Zum Weltfrauentag gewährte das Festival Femme fa Tango Einblick in argentinische Tanzkunst. Männer bekamen ihre eigene Tanzveranstaltung, und am Abend traf man sich dann die Gruppen beim Milonga, das Gelernte auf dem Tanzboden auszuprobieren.

Stuttgart-Süd - Ihr müsst euch vorstellen, dass ihr euch in Honig bewegt. Oder im Wasser. Nicht in der Luft“, versucht Liane Schieferstein das Körpergefühl in Worte zu fassen, dass sie ihren Kursteilnehmerinnen vermitteln möchte. In ihrem Workshop am Samstagnachmittag geht es der Tango-Lehrerin um Zug und Druck, um das Wechselspiel der Kräfte, dass sich beim Tanz entwickelt: Die Übungen, behutsame Versuche, den Partner zu lenken oder ihm zu folgen, zeigen, wie sehr es beim populären argentinischen Tanz auf Feinheiten ankommt. Der Mann mit dem verwegenen Hut und der Rose zwischen den Zähnen, der die Dame herumschleudert sei ein Klischee.

_Aufgabe:_ Führen Sie den obigen Bericht über das Tango-Festival zum Weltfrauentag im Anschluss an dessen letzten Satz fort.

_Rohdaten:_
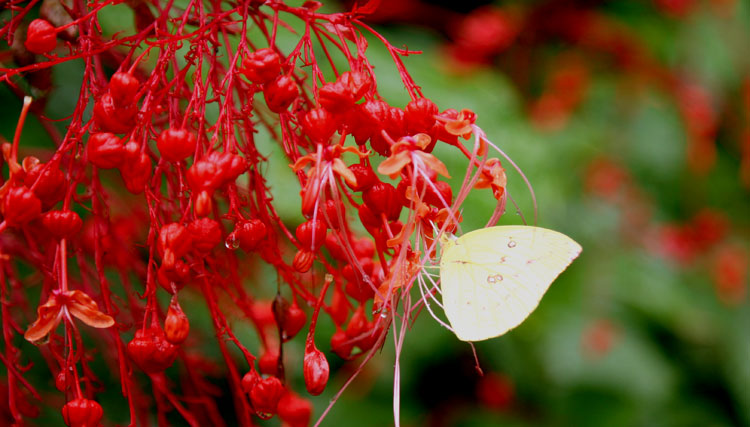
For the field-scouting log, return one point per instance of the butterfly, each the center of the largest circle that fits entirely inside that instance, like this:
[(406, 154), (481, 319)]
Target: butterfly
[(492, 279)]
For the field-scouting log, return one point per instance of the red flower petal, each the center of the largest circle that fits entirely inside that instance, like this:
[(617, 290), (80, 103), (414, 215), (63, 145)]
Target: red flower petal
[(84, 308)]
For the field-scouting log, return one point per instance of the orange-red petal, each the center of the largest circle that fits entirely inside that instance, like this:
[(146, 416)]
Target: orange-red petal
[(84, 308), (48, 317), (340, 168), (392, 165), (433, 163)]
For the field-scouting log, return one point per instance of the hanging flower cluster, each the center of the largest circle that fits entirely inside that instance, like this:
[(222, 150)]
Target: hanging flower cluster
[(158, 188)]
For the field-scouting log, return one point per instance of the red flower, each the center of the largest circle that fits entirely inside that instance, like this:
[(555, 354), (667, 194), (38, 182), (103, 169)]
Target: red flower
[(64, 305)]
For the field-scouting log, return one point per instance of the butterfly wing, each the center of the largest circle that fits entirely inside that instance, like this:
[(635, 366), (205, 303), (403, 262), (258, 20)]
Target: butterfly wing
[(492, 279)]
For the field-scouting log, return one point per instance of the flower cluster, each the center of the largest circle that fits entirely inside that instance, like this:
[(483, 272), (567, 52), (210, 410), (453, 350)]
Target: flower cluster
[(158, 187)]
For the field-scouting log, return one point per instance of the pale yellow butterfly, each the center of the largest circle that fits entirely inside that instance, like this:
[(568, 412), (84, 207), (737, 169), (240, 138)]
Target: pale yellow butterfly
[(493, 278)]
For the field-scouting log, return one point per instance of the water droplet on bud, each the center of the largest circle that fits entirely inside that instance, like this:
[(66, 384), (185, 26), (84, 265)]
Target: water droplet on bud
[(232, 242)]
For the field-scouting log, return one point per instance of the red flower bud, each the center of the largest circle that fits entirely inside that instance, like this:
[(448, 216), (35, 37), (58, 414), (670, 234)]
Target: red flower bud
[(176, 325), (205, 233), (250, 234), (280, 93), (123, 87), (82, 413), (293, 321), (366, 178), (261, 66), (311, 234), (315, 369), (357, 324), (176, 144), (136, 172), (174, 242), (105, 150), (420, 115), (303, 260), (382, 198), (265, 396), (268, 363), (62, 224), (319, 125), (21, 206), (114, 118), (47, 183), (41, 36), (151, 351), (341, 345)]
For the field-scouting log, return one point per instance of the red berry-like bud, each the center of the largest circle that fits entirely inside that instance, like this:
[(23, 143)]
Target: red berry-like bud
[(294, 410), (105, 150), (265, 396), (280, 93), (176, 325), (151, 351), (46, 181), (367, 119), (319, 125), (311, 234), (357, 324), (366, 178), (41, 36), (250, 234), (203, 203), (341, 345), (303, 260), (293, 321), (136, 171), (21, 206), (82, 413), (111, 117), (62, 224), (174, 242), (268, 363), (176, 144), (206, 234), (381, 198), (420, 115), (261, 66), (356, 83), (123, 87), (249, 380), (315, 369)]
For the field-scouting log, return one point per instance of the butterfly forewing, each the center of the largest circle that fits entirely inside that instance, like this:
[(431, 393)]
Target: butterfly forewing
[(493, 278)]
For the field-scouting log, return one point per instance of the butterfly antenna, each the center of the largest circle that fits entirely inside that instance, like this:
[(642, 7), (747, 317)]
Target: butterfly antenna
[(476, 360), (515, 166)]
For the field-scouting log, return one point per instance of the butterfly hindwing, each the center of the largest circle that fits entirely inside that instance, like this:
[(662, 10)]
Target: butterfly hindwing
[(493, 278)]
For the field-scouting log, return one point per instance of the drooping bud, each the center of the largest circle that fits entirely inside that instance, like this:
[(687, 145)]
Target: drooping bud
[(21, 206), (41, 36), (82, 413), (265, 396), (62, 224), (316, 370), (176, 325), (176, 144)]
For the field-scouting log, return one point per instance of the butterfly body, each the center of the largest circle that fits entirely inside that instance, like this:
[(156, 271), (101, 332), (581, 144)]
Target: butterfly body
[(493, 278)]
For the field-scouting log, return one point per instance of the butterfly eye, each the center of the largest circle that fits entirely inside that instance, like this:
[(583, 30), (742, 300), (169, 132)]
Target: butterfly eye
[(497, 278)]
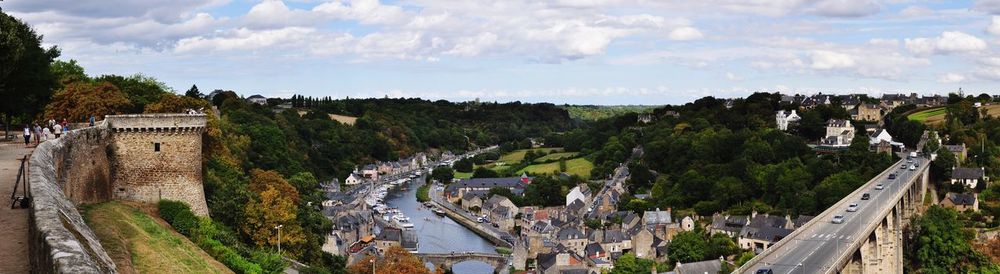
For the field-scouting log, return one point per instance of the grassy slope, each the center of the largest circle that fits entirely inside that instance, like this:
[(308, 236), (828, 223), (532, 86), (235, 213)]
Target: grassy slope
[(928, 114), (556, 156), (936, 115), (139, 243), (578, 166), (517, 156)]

_Die Antwort:_
 

Kommunikation zwischen den Tanzenden

Im Cielo an der Dornhaldenstraße hätte er am Wochenende sowieso Hausverbot. Das Femme faTango Festival richtete sich speziell an Tänzerinnen. „Ich habe Frauen in der Tangoszene immer vor allem als Konkurrentinnen um Tänzer erlebt“, blickt Schieferstein zurück. „Die meisten Bekanntschaften bestehen zwischen Männern und Frauen, weil sie eben auch gemeinsam tanzen. Ich fand es aber wichtig, einen Rahmen zu schaffen, in dem sich auch die Tänzerinnen untereinander kennenlernen können.“

Als die studierte Romanistin und Politologin das Festival ins Leben rief, hatte sie die Hoffnung, eine andere Tanzschule würde mit einem Pendant für Männer nachziehen. Das sei dann leider doch nicht passiert, stellt sie fest. So passte sie ihr Konzept an. Die vierte Auflage des Workshop- und Tanzwochenendes umfasst auch Angebote für den Herrn. Während die sieben Damen im Cielo die Nuancen zwischen Sog und Druck ausloten, üben die Herren im Lalotango an der Böblingerstraße unter dem Motto Homme faTango eifrig Schrittfolgen.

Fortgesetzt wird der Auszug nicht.